Directive — Transcribe all of the material below verbatim, omitting the pictures.

Extracted entries —
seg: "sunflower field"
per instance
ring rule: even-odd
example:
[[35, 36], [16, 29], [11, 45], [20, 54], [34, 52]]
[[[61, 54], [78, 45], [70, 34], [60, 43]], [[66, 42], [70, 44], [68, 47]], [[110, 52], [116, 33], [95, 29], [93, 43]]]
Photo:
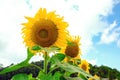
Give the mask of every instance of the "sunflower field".
[[[106, 78], [105, 73], [101, 72], [105, 69], [104, 66], [98, 69], [87, 60], [81, 59], [81, 37], [70, 35], [67, 30], [69, 23], [64, 21], [63, 16], [56, 14], [55, 11], [47, 12], [46, 8], [40, 8], [34, 17], [25, 16], [25, 18], [27, 22], [22, 23], [21, 32], [23, 43], [27, 48], [27, 58], [18, 64], [1, 68], [0, 80], [101, 80], [102, 77]], [[30, 59], [37, 54], [44, 60], [29, 63]], [[107, 69], [108, 67], [105, 70]], [[116, 74], [119, 75], [119, 72]]]

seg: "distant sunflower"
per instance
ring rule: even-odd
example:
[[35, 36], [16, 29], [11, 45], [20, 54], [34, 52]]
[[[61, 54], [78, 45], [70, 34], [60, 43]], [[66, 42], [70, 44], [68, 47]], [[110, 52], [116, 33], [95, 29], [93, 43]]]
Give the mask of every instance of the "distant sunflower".
[[86, 60], [82, 60], [81, 64], [79, 65], [80, 68], [82, 68], [83, 70], [85, 70], [87, 73], [89, 73], [89, 63]]
[[25, 18], [28, 22], [23, 23], [22, 34], [26, 46], [65, 46], [68, 23], [55, 11], [47, 13], [45, 8], [40, 8], [34, 18]]
[[[72, 62], [78, 64], [78, 59], [80, 59], [80, 37], [79, 36], [70, 36], [67, 37], [67, 46], [63, 51], [67, 56], [64, 61]], [[76, 62], [77, 61], [77, 62]]]

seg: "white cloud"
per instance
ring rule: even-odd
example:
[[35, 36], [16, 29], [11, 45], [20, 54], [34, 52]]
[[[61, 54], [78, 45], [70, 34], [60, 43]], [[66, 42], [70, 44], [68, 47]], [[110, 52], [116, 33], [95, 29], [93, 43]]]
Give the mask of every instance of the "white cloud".
[[112, 42], [117, 42], [117, 45], [119, 46], [119, 40], [120, 40], [120, 27], [118, 27], [117, 22], [114, 21], [108, 28], [106, 28], [102, 35], [100, 44], [110, 44]]
[[87, 53], [93, 48], [92, 37], [108, 26], [100, 15], [111, 14], [115, 3], [115, 0], [2, 0], [0, 48], [3, 49], [0, 51], [0, 63], [17, 63], [25, 59], [20, 24], [25, 21], [23, 16], [33, 16], [40, 7], [48, 11], [56, 10], [56, 13], [64, 16], [69, 23], [70, 33], [82, 37], [82, 52]]
[[96, 65], [97, 59], [88, 60], [88, 62], [91, 63], [92, 65]]

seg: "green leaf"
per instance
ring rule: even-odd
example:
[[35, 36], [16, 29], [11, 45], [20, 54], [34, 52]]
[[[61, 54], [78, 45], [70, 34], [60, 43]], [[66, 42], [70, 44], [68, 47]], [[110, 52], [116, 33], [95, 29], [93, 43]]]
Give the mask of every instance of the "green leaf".
[[29, 74], [28, 75], [28, 80], [36, 80], [36, 79], [32, 77], [32, 74]]
[[38, 78], [40, 80], [55, 80], [52, 74], [45, 74], [42, 71], [39, 72]]
[[53, 77], [55, 80], [60, 80], [61, 76], [62, 76], [62, 74], [60, 72], [56, 72]]
[[29, 80], [29, 78], [27, 74], [16, 74], [11, 80]]
[[42, 47], [41, 46], [33, 46], [32, 47], [32, 50], [34, 50], [34, 51], [38, 51], [38, 50], [41, 50], [42, 49]]
[[85, 72], [83, 69], [81, 69], [80, 67], [77, 67], [77, 66], [73, 66], [73, 65], [70, 65], [69, 63], [61, 63], [56, 57], [53, 58], [53, 60], [55, 61], [55, 64], [58, 66], [58, 67], [61, 67], [62, 69], [64, 69], [65, 71], [68, 71], [68, 72], [71, 72], [71, 73], [75, 73], [75, 72], [78, 72], [78, 73], [81, 73], [83, 74], [84, 76], [88, 76], [88, 77], [92, 77], [90, 74], [88, 74], [87, 72]]
[[22, 67], [25, 67], [25, 66], [28, 66], [29, 63], [28, 61], [31, 59], [31, 57], [33, 56], [34, 54], [29, 50], [29, 48], [27, 49], [27, 58], [22, 61], [21, 63], [18, 63], [16, 65], [13, 65], [13, 66], [9, 66], [5, 69], [3, 69], [0, 74], [5, 74], [5, 73], [8, 73], [8, 72], [11, 72], [11, 71], [15, 71], [17, 69], [20, 69]]
[[50, 62], [55, 63], [54, 58], [57, 58], [59, 61], [62, 61], [65, 58], [65, 55], [63, 53], [57, 53], [51, 57]]

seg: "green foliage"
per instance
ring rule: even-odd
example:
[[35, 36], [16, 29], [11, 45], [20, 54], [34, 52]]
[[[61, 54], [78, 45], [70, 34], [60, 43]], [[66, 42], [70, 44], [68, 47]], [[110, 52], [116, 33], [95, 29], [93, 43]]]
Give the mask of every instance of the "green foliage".
[[12, 77], [12, 80], [28, 80], [29, 77], [27, 74], [16, 74]]
[[10, 66], [8, 68], [5, 68], [3, 69], [0, 74], [4, 74], [4, 73], [8, 73], [8, 72], [11, 72], [11, 71], [14, 71], [14, 70], [17, 70], [17, 69], [20, 69], [22, 67], [25, 67], [25, 66], [28, 66], [29, 63], [28, 61], [31, 59], [31, 57], [33, 56], [33, 53], [30, 52], [29, 48], [27, 49], [27, 58], [22, 61], [21, 63], [17, 64], [17, 65], [13, 65], [13, 66]]
[[92, 75], [97, 74], [101, 78], [109, 78], [109, 80], [118, 79], [120, 80], [120, 72], [117, 69], [112, 69], [108, 66], [92, 66], [90, 64], [90, 73]]

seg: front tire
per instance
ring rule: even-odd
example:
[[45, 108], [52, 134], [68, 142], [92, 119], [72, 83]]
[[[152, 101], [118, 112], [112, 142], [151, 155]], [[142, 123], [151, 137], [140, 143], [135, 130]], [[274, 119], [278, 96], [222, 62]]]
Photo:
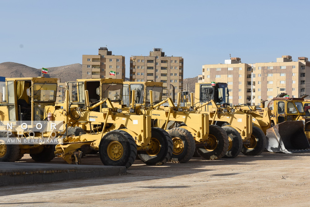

Completed task —
seg: "sunflower field"
per instance
ring rule: even-odd
example:
[[35, 36], [16, 29], [11, 45], [20, 54], [34, 52]]
[[[61, 54], [78, 45], [70, 34], [60, 43]], [[66, 42], [70, 44], [68, 47]], [[110, 52], [116, 33], [95, 29], [93, 43]]]
Photo:
Give the mask of every instance of the "sunflower field".
[[[106, 78], [105, 73], [101, 72], [105, 69], [104, 66], [98, 69], [87, 60], [81, 59], [81, 37], [70, 35], [67, 30], [69, 23], [64, 21], [63, 16], [56, 14], [55, 11], [47, 12], [46, 8], [40, 8], [34, 17], [25, 16], [25, 18], [27, 22], [22, 23], [21, 32], [23, 43], [27, 48], [27, 58], [18, 64], [1, 68], [0, 80], [101, 80], [102, 77]], [[30, 59], [37, 54], [44, 60], [29, 63]], [[107, 69], [108, 67], [105, 70]], [[116, 74], [119, 75], [119, 72]]]

seg: "distant sunflower"
per instance
ring rule: even-odd
example:
[[35, 36], [16, 29], [11, 45], [20, 54], [34, 52]]
[[[61, 54], [78, 45], [70, 34], [60, 43]], [[66, 42], [70, 44], [68, 47]], [[110, 52], [116, 33], [95, 29], [93, 43]]]
Give the mask of every instance of the "distant sunflower".
[[86, 60], [82, 60], [81, 64], [79, 65], [80, 68], [82, 68], [83, 70], [85, 70], [87, 73], [89, 73], [89, 63]]
[[25, 18], [28, 22], [23, 23], [22, 34], [26, 46], [65, 46], [68, 23], [55, 11], [47, 13], [45, 8], [40, 8], [34, 18]]
[[[72, 62], [78, 64], [78, 59], [80, 59], [80, 37], [79, 36], [70, 36], [67, 37], [67, 46], [63, 51], [67, 56], [64, 61]], [[76, 62], [77, 61], [77, 62]]]

seg: "white cloud"
per instance
ring rule: even-odd
example:
[[35, 36], [16, 29], [11, 45], [20, 54], [34, 52]]
[[[61, 54], [78, 45], [70, 34], [60, 43]], [[66, 42], [70, 44], [68, 47]], [[110, 52], [116, 33], [95, 29], [93, 43]]]
Give the mask of every instance of the "white cloud".
[[112, 42], [117, 42], [117, 45], [119, 46], [119, 40], [120, 40], [120, 27], [118, 27], [117, 22], [114, 21], [108, 28], [106, 28], [102, 35], [100, 44], [110, 44]]
[[87, 53], [93, 48], [92, 37], [108, 26], [100, 15], [111, 14], [115, 3], [115, 0], [2, 0], [0, 48], [3, 49], [0, 51], [0, 63], [17, 63], [25, 59], [20, 24], [25, 21], [23, 16], [33, 16], [40, 7], [48, 11], [56, 10], [56, 13], [64, 16], [69, 23], [70, 33], [82, 37], [82, 52]]
[[96, 65], [97, 59], [88, 60], [88, 62], [91, 63], [92, 65]]

seg: "green leaf"
per instance
ring rule: even-odd
example:
[[35, 36], [16, 29], [11, 45], [20, 54], [34, 52]]
[[[61, 54], [78, 45], [70, 34], [60, 43]], [[66, 42], [70, 44], [68, 47]], [[110, 52], [116, 33], [95, 29], [93, 43]]]
Give the mask of every instance of the "green leaf".
[[29, 74], [28, 75], [28, 80], [36, 80], [36, 79], [32, 77], [32, 74]]
[[38, 78], [40, 80], [55, 80], [52, 74], [45, 74], [42, 71], [39, 72]]
[[53, 77], [55, 80], [60, 80], [61, 76], [62, 76], [62, 74], [60, 72], [56, 72]]
[[29, 80], [29, 78], [27, 74], [16, 74], [11, 80]]
[[42, 47], [41, 46], [33, 46], [32, 47], [32, 50], [34, 50], [34, 51], [38, 51], [38, 50], [41, 50], [42, 49]]
[[85, 72], [83, 69], [81, 69], [80, 67], [77, 67], [77, 66], [73, 66], [73, 65], [70, 65], [69, 63], [61, 63], [56, 57], [53, 58], [53, 60], [55, 61], [55, 64], [58, 66], [58, 67], [61, 67], [62, 69], [64, 69], [65, 71], [68, 71], [68, 72], [71, 72], [71, 73], [75, 73], [75, 72], [78, 72], [78, 73], [81, 73], [83, 74], [84, 76], [88, 76], [88, 77], [92, 77], [90, 74], [88, 74], [87, 72]]
[[22, 67], [25, 67], [25, 66], [28, 66], [29, 63], [28, 61], [31, 59], [31, 57], [33, 56], [34, 54], [29, 50], [29, 48], [27, 49], [27, 58], [22, 61], [21, 63], [18, 63], [16, 65], [13, 65], [13, 66], [9, 66], [5, 69], [3, 69], [0, 74], [5, 74], [5, 73], [8, 73], [8, 72], [11, 72], [11, 71], [15, 71], [17, 69], [20, 69]]
[[50, 62], [55, 63], [54, 58], [57, 58], [59, 61], [62, 61], [65, 58], [65, 55], [63, 53], [57, 53], [51, 57]]

seg: "green foliage"
per instance
ring rule: even-odd
example:
[[35, 36], [16, 29], [11, 45], [20, 54], [34, 52]]
[[[61, 54], [78, 45], [70, 34], [60, 43]], [[66, 42], [70, 44], [68, 47]], [[110, 52], [116, 33], [95, 29], [93, 43]]]
Give the mask of every instance of the "green foliage".
[[12, 77], [12, 80], [28, 80], [29, 77], [27, 74], [16, 74]]
[[10, 66], [8, 68], [5, 68], [3, 69], [0, 74], [4, 74], [4, 73], [8, 73], [8, 72], [11, 72], [11, 71], [14, 71], [14, 70], [17, 70], [17, 69], [20, 69], [22, 67], [25, 67], [25, 66], [28, 66], [29, 63], [28, 61], [31, 59], [31, 57], [33, 56], [33, 53], [30, 52], [29, 48], [27, 49], [27, 58], [22, 61], [21, 63], [17, 64], [17, 65], [13, 65], [13, 66]]
[[92, 75], [97, 74], [101, 78], [109, 78], [109, 80], [118, 79], [120, 80], [120, 72], [117, 69], [112, 69], [108, 66], [92, 66], [90, 64], [90, 73]]

seg: front tire
per instance
ring rule: even-odd
example:
[[45, 108], [52, 134], [68, 142], [92, 119], [72, 83]]
[[[152, 101], [118, 112], [112, 142], [151, 155]], [[142, 123], [151, 137], [140, 143], [135, 130]], [[274, 119], [278, 96], [222, 62]]]
Photo:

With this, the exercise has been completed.